The problem -
Reproduce the entries below word for word. Start at the line containing "Could you point out the cream" and end with the final line of the entries.

* * * *

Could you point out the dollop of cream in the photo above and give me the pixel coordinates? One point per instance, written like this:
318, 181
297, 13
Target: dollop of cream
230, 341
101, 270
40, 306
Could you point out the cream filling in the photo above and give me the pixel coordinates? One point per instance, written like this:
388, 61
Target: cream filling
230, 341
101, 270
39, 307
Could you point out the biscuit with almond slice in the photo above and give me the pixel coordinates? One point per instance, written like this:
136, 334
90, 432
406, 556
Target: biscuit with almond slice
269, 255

* * * *

Result below -
Could you point out the cream filling in the photo above and give me the pixel coordinates? One point per instance, written like this:
388, 61
Target: cream filling
230, 341
101, 270
39, 307
Could you point out the biscuit with almond slice in the photo above and give me the pixel coordinates? One point per instance, written like this:
136, 334
90, 432
406, 556
Target: biscuit with almond slice
269, 255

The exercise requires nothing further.